• _REQUIREMENTS_:
Convert all of the material below into a numbered list with one line per item, omitting blank lines and the pictures.

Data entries
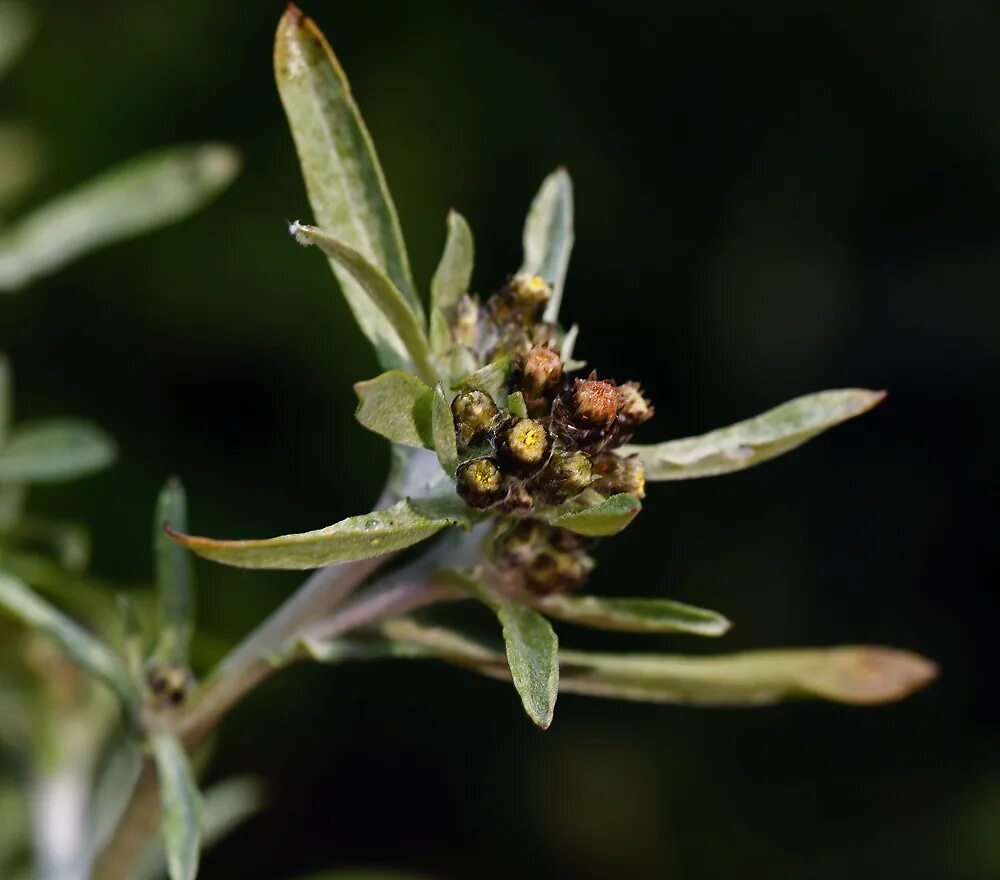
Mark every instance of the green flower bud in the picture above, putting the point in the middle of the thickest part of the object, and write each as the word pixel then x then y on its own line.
pixel 526 445
pixel 475 414
pixel 635 408
pixel 480 483
pixel 616 474
pixel 169 685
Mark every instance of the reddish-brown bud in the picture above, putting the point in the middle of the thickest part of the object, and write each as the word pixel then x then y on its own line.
pixel 596 404
pixel 542 371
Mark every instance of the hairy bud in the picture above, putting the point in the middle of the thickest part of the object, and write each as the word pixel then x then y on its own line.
pixel 635 408
pixel 542 371
pixel 616 474
pixel 475 414
pixel 480 482
pixel 526 445
pixel 169 685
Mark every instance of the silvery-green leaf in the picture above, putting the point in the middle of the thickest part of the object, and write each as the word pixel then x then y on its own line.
pixel 532 653
pixel 17 23
pixel 394 327
pixel 21 160
pixel 181 806
pixel 80 646
pixel 516 405
pixel 54 450
pixel 492 379
pixel 398 406
pixel 6 399
pixel 851 674
pixel 454 272
pixel 357 537
pixel 633 615
pixel 755 440
pixel 141 195
pixel 605 518
pixel 443 428
pixel 548 236
pixel 226 806
pixel 174 576
pixel 347 190
pixel 440 336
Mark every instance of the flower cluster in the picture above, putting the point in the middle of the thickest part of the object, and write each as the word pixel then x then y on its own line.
pixel 542 439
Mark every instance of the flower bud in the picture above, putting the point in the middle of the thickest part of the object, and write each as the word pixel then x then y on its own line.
pixel 541 372
pixel 169 685
pixel 474 413
pixel 635 408
pixel 530 291
pixel 526 445
pixel 595 404
pixel 566 476
pixel 616 474
pixel 480 482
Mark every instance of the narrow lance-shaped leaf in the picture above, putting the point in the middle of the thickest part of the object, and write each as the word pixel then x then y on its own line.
pixel 133 198
pixel 6 401
pixel 633 615
pixel 17 23
pixel 174 577
pixel 850 674
pixel 443 427
pixel 346 187
pixel 395 327
pixel 54 450
pixel 607 517
pixel 181 806
pixel 548 236
pixel 454 272
pixel 21 161
pixel 80 646
pixel 532 653
pixel 755 440
pixel 357 537
pixel 398 406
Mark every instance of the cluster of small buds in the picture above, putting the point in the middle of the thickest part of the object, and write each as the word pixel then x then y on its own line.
pixel 168 685
pixel 550 560
pixel 563 440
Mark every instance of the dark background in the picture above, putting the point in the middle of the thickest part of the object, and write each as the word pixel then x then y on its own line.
pixel 772 198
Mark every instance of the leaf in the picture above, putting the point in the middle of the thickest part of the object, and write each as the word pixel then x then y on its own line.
pixel 492 379
pixel 532 653
pixel 860 675
pixel 394 327
pixel 181 806
pixel 357 537
pixel 54 450
pixel 17 23
pixel 347 190
pixel 633 615
pixel 174 577
pixel 398 406
pixel 454 273
pixel 131 199
pixel 6 399
pixel 80 646
pixel 21 161
pixel 608 517
pixel 443 429
pixel 548 236
pixel 755 440
pixel 516 405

• _FINAL RESULT_:
1. Mark every instance of the green flower bud in the picture above, putting the point in the middle of the thickest part of the object, and write each as the word pixel then x then y on its own line.
2. pixel 526 445
3. pixel 475 414
4. pixel 635 408
5. pixel 480 483
6. pixel 616 474
7. pixel 169 685
8. Mark every instance of the reddish-brown bud in the picture above, putting the point in the middle of the thickest part of the object, and write each as the word pixel then x then y on its own line.
9. pixel 596 404
10. pixel 542 371
11. Mark every instance of the hairy bud in the picture above, putting the point in the middle of the thickest part of the object, and write each as the word pixel then x then y on its own line.
12. pixel 635 408
13. pixel 542 371
14. pixel 616 474
15. pixel 475 414
16. pixel 480 482
17. pixel 526 445
18. pixel 169 685
19. Mark every instance of the silvery-green leaf in the picture above, putting the point in the middle of the thickest part of the object, and write each as the word pixel then x then y on its own line.
20. pixel 532 653
21. pixel 17 23
22. pixel 394 327
23. pixel 21 160
24. pixel 181 806
25. pixel 80 646
26. pixel 516 405
27. pixel 54 450
28. pixel 492 379
29. pixel 398 406
30. pixel 6 399
31. pixel 851 674
32. pixel 454 272
33. pixel 357 537
34. pixel 633 615
35. pixel 755 440
36. pixel 141 195
37. pixel 605 518
38. pixel 443 428
39. pixel 548 236
40. pixel 226 806
41. pixel 174 576
42. pixel 347 190
43. pixel 440 336
44. Mark every instance of the flower cluster in the picture above, putting the point in the middle of the thickest part of the object, and write each as the word pixel then x then y on its own line.
45. pixel 542 439
46. Mark every instance of the flower bud in the picture above, putting the point in the middle of the thickest part of the object, and write each as the word pixel then x then y on its own line.
47. pixel 541 372
48. pixel 169 685
49. pixel 474 413
50. pixel 635 408
51. pixel 530 291
52. pixel 526 445
53. pixel 595 404
54. pixel 566 476
55. pixel 616 474
56. pixel 480 482
57. Mark every instance of the narrow lance-shaped leaf in the picture above, putting the point in the middle of the thickest part of the object, and write each as the word pixel then x then y on its own line.
58. pixel 133 198
59. pixel 6 401
60. pixel 633 615
61. pixel 17 23
62. pixel 174 577
63. pixel 850 674
64. pixel 443 427
65. pixel 346 187
66. pixel 395 327
67. pixel 54 450
68. pixel 607 517
69. pixel 181 806
70. pixel 548 236
71. pixel 454 272
72. pixel 21 161
73. pixel 80 646
74. pixel 532 653
75. pixel 755 440
76. pixel 357 537
77. pixel 398 406
78. Mark every instance of the cluster of small buds in the picture above, putting the point in the middle of the thickest part of the object, and write each as the word pixel then x then y on its own line.
79. pixel 168 685
80. pixel 550 560
81. pixel 563 440
82. Mark every instance of the dark background in the picture above, putting the point in the middle of the thickest part of the object, and write each as the word pixel then x then y on its own line.
83. pixel 772 198
84. Mark every instance of the leaf in the picture above, putting the point in the middle of the thickest part of the object, and write each as the word pixel then x then y on its own line.
85. pixel 492 379
86. pixel 532 653
87. pixel 860 675
88. pixel 394 327
89. pixel 181 806
90. pixel 357 537
91. pixel 54 450
92. pixel 17 23
93. pixel 347 190
94. pixel 633 615
95. pixel 174 577
96. pixel 398 406
97. pixel 454 273
98. pixel 131 199
99. pixel 6 399
100. pixel 80 646
101. pixel 21 161
102. pixel 608 517
103. pixel 443 429
104. pixel 548 236
105. pixel 755 440
106. pixel 516 405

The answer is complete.